→ **What the task requires**
Once the pictures are set aside, copy the records below exactly as they stand.

→ **Available data**
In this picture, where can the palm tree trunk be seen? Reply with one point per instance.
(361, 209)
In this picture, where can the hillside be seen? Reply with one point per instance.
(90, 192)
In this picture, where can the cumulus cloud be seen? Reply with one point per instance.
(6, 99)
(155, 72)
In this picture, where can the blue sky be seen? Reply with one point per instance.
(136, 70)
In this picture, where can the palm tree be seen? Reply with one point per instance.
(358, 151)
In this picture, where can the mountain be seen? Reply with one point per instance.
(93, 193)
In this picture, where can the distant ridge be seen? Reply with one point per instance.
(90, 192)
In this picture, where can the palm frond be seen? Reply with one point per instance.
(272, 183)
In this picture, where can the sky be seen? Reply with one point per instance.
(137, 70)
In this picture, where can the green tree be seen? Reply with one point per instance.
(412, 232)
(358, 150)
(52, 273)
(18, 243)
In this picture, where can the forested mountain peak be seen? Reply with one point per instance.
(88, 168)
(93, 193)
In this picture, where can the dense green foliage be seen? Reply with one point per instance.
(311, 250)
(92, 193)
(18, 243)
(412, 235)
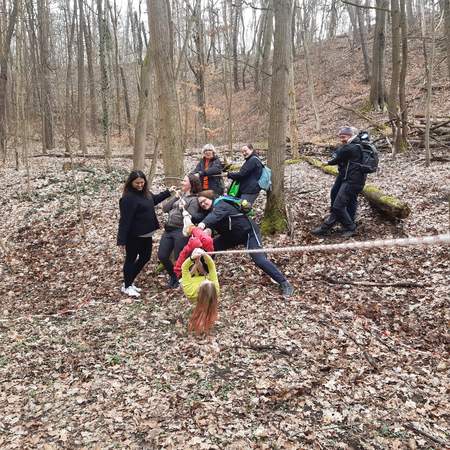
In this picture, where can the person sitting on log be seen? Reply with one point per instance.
(198, 239)
(236, 228)
(209, 170)
(201, 286)
(348, 184)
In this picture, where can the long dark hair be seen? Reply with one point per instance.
(128, 188)
(196, 185)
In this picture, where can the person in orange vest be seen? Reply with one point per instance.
(209, 169)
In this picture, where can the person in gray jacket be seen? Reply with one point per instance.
(173, 239)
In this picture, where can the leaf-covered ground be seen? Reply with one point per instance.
(354, 360)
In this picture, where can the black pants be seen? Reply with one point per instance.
(171, 241)
(138, 252)
(344, 202)
(252, 240)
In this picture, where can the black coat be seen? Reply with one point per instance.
(137, 215)
(346, 158)
(228, 221)
(249, 175)
(213, 172)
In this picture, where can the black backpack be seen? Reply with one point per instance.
(369, 154)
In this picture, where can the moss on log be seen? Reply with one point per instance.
(387, 204)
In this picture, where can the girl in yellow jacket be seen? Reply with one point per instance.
(201, 286)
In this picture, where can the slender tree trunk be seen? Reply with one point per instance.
(447, 32)
(91, 77)
(140, 130)
(160, 41)
(395, 78)
(403, 145)
(81, 81)
(275, 218)
(235, 35)
(103, 45)
(47, 113)
(377, 89)
(265, 66)
(4, 55)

→ **Exercise output**
In this picture, where can the palm tree trunk be seen? Reply with one point per instance.
(361, 209)
In this picture, where can the hillside be seen? Reply with one point per instance.
(90, 192)
In this picture, where can the cumulus cloud be seen? Reply with one point per instance.
(6, 99)
(155, 72)
In this picture, where can the blue sky be seen? Reply with one point per instance.
(136, 70)
In this picture, where can the palm tree be seen? Reply with one point per instance.
(358, 151)
In this picture, where can the mountain be seen? Reply with one point per instance.
(93, 193)
In this picture, where can the distant ridge be seen? Reply with one point per instance.
(90, 192)
In this picture, where can the palm frond be seen? Reply with one point per instance.
(272, 183)
In this picture, where can the sky be seen? Reply with one point per instance.
(137, 70)
In this picture, where can the green tree be seen? Reply with one point per instance.
(412, 232)
(358, 150)
(52, 273)
(18, 243)
In this picture, where can the forested mountain peak be seen? Reply with one point per instance.
(88, 168)
(93, 193)
In this picture, where can the dense green foliage be seen? Reply with one point per instance.
(311, 250)
(92, 193)
(18, 243)
(412, 235)
In this picture, where can the person sitting on log be seen? Reply with one point per instance.
(198, 239)
(236, 228)
(209, 170)
(201, 286)
(348, 184)
In this picture, where can the long dark hair be seen? Reply with one point per instance.
(128, 188)
(196, 185)
In this picture, where can the person in orange vest be seen? Reply with one point per instance.
(209, 169)
In this picture, where can the person in gray jacket be seen? Reply with one point per instance.
(173, 239)
In this picture, where can the leaf-covered ground be seen? Reply with one point per instance.
(354, 360)
In this picture, where can the black pants be seen? Reply with one point per instance.
(171, 241)
(138, 252)
(344, 202)
(252, 240)
In this picture, where can the black coat be seen? Reply with one point per instance.
(137, 215)
(346, 158)
(228, 221)
(249, 175)
(213, 172)
In this picture, where can the black backpack be seen? Reply with one point per instance.
(369, 154)
In this picture, where can the moss on log be seen? Reply with one point per instance.
(387, 204)
In this picture, where can the girl in yellow jacket be seen? Reply with one point per instance.
(201, 286)
In this picture, where can the slender tree trunk be seen? Reply with one point per instance.
(447, 32)
(91, 77)
(140, 130)
(160, 41)
(395, 78)
(403, 145)
(81, 81)
(275, 218)
(235, 35)
(103, 45)
(47, 113)
(377, 89)
(265, 66)
(4, 55)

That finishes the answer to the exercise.